## BEGIN Dataset records
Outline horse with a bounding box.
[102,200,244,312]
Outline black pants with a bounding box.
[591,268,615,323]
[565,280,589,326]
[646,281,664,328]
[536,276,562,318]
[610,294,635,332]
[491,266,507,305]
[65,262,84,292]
## END Dataset records
### Exercise brief
Write out every row above again, word for word and in the same order.

### Task result
Outline horse with a bounding box.
[102,200,244,312]
Outline black pants with a bounding box.
[591,268,615,323]
[565,280,589,326]
[646,281,664,328]
[536,276,562,318]
[610,294,635,332]
[491,266,507,305]
[65,262,84,292]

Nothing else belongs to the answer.